Set of tasks:
[1] In the piece about Mostar at war, write out the text between "So, the Bosnian" and "over the city.", inclusive.
[2] According to the piece about Mostar at war, what religion were the Croats?
[3] Extend the piece about Mostar at war, picking up after its last sentence.

Passage to read:
Mostar at War

I always research local history when travelling with a camera, but this is a complex one – the Bosnian war in Mostar. Having read many accounts, I will try and paraphrase my understanding, but definitely, stand to be corrected and I am not apportioning any blame.  The city is an amazing one, but it took me a while to acclimatise due to the ‘eeriness’. Now, I love the city, there aren’t many like it that I have travelled to.

Articles are being published even today about the city being divided. That is true – an imaginary line, but this impacts the locals and not the visitors.  The Bosnian war was different in every city – they were all part of the former Yugoslavia. It was in short terms, ‘messy’ and as in many wars, down to religion. The participants were the Serbs (Orthodox Christians), Bosniaks (Muslims) and Croats (Catholic). Mixed families fought against each other.

So, the Bosnian Serb Army attacked Sarajevo which resulted in the Bosniaks and Croats joining forces to force the Serbs out of Mostar. The Croats wanted the Bosniaks to form a Bosnia / Croatian state, which was refused so the Croats besieged Mostar. Thousands lost their lives in Mostar and their graves can be seen all over the city.

Data supplied:
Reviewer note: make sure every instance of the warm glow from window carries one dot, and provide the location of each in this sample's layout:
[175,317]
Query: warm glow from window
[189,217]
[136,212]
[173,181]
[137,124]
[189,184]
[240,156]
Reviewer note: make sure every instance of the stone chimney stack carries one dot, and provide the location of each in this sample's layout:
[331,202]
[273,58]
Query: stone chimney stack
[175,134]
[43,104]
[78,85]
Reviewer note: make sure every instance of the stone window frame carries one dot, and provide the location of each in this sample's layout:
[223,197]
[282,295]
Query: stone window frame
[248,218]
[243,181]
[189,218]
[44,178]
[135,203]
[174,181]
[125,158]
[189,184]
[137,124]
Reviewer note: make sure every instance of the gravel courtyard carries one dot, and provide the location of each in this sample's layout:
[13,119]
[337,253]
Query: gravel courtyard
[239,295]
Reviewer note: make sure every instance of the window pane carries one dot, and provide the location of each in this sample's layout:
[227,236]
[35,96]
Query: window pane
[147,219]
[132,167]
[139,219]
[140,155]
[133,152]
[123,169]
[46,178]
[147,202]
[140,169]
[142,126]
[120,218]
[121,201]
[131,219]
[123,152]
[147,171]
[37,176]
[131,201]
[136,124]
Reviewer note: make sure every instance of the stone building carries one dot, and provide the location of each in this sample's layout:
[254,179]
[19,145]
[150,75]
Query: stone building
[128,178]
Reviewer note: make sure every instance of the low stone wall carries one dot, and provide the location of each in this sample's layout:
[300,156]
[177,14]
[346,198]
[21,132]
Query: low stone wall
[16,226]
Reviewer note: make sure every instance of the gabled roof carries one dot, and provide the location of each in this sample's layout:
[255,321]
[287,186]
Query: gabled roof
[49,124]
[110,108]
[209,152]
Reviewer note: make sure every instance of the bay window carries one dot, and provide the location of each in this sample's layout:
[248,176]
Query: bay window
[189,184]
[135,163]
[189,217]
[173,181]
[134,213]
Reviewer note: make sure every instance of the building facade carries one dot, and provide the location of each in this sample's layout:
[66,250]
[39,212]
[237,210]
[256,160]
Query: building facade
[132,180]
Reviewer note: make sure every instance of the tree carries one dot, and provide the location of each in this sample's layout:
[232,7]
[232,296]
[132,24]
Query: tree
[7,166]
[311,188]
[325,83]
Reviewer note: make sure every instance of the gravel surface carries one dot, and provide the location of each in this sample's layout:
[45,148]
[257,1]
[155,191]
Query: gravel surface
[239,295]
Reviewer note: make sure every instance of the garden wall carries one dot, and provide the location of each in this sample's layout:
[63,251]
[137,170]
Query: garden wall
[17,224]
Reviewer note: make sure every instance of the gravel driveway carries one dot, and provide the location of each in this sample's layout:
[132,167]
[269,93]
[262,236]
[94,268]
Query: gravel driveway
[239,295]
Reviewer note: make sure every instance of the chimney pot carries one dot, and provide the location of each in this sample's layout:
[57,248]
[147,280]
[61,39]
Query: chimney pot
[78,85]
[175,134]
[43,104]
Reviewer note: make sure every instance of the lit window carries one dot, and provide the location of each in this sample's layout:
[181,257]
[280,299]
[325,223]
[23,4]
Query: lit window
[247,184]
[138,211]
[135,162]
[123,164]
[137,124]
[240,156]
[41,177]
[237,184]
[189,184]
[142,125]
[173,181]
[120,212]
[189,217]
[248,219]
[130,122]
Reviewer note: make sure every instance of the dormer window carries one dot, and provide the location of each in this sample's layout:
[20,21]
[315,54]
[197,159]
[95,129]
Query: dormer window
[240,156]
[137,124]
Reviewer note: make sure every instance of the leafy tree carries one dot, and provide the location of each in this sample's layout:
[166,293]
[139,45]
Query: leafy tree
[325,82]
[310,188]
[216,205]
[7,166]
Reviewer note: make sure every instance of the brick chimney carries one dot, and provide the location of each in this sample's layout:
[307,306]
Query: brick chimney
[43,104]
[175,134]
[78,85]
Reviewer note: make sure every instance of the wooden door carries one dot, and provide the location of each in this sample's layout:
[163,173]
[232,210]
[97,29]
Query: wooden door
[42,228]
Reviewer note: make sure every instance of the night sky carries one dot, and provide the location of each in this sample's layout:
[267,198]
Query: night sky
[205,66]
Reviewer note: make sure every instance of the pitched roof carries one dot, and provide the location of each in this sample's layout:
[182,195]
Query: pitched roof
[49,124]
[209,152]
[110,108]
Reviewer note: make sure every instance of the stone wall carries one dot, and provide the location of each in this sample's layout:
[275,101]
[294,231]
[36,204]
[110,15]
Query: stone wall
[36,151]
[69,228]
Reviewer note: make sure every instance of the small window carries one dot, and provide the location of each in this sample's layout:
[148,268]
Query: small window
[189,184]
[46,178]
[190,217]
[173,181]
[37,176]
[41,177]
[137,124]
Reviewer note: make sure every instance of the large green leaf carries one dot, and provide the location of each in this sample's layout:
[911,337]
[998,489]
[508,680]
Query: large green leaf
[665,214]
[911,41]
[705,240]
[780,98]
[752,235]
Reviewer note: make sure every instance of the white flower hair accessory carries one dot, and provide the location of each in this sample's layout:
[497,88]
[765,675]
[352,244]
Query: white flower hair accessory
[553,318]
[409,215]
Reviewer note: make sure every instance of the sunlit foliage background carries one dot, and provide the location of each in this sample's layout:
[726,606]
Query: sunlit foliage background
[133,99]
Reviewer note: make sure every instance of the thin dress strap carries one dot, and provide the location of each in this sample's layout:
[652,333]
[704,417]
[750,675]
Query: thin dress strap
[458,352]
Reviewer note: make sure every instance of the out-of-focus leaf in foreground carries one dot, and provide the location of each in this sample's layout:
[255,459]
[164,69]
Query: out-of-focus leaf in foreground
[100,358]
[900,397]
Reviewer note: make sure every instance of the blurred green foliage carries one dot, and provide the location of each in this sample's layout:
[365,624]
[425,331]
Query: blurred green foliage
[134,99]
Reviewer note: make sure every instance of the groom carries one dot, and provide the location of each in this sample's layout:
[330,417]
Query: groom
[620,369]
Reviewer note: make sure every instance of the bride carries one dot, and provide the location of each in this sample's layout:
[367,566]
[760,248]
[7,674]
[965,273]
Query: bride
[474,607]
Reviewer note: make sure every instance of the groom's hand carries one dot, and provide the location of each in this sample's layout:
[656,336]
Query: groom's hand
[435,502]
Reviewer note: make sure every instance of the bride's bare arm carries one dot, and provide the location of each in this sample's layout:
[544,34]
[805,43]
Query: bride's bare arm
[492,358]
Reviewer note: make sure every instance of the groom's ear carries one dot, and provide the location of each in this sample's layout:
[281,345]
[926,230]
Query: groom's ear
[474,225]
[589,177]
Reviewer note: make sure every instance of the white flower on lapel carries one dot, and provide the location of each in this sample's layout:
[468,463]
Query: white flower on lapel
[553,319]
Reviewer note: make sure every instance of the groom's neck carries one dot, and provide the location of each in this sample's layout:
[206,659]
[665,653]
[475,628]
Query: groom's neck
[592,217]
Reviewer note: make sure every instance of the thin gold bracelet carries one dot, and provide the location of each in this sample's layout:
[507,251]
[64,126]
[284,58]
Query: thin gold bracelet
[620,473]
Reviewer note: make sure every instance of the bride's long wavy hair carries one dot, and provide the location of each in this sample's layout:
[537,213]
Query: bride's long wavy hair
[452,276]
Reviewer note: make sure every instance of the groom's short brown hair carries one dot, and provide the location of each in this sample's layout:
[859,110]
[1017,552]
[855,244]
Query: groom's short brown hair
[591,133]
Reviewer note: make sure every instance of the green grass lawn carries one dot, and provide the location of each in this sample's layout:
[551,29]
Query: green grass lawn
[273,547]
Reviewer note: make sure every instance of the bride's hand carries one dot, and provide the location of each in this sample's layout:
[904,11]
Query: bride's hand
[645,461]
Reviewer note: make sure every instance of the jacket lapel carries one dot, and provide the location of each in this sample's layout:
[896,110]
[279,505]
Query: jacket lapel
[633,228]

Responses by task:
[1]
So, the Bosnian Serb Army attacked Sarajevo which resulted in the Bosniaks and Croats joining forces to force the Serbs out of Mostar. The Croats wanted the Bosniaks to form a Bosnia / Croatian state, which was refused so the Croats besieged Mostar. Thousands lost their lives in Mostar and their graves can be seen all over the city.

[2] Catholic.

[3]
The war allegedly ended in 1995 (started in 1992), but the city is still divided in a local sense. The Bosniaks (east) and Croats (west) stay their own side of the river – Nevetna. They have separate bus stations, schools, football teams, hospitals, the list goes on.  War damage is prolific on both sides of the river & still evident today. People were expelled from their homes and forced to ‘their’ side of the river. Finical Institutions collapsed & the homes now seem to belong to no one and have been left to decay.

It’s hard to say if the buildings should be rebuilt. Would it make them forget the past or should it be left as a reminder that it shouldn’t happen again?

I must repeat that this divide hasn’t impacted me anyway as a tourist.

An intriguing, captivating and thought-proving city to visit, but definitely one I would recommend. The ‘don’t forget’ stones remembering the Bosnian war that are dotted around the city are poignant. But, these reminders are a must so history doesn’t repeat itself.